- _Prompt_: Go through the material below and copy out every line that contains the word "photo". Only matches with the same capitalization count.

::: Excerpted records :::

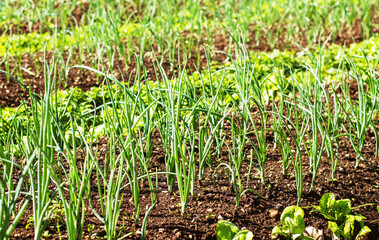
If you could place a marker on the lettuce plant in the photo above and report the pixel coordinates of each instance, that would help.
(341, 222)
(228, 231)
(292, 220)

:::
::: Excerpted records :::

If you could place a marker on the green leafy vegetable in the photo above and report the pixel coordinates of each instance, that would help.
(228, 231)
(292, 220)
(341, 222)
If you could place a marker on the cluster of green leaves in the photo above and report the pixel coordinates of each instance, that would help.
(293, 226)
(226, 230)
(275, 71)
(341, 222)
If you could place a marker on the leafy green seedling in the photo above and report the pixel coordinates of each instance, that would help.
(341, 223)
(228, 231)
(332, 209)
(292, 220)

:::

- _Answer to this task_:
If you could place a marker on the lettuce plant in the photo above and report the pixel coordinates of each instance, that would help.
If you could place a marker on the green leafy vegetable in the photo above and report the pixel coordinates of each instance, that would help.
If you could place a marker on the cluster of green leaves in the photo above and report the pixel coordinates of each instance, that would help.
If you could place a marker on the leafy green seedling in the photo above and report the pixel coordinates of each instance, that would help.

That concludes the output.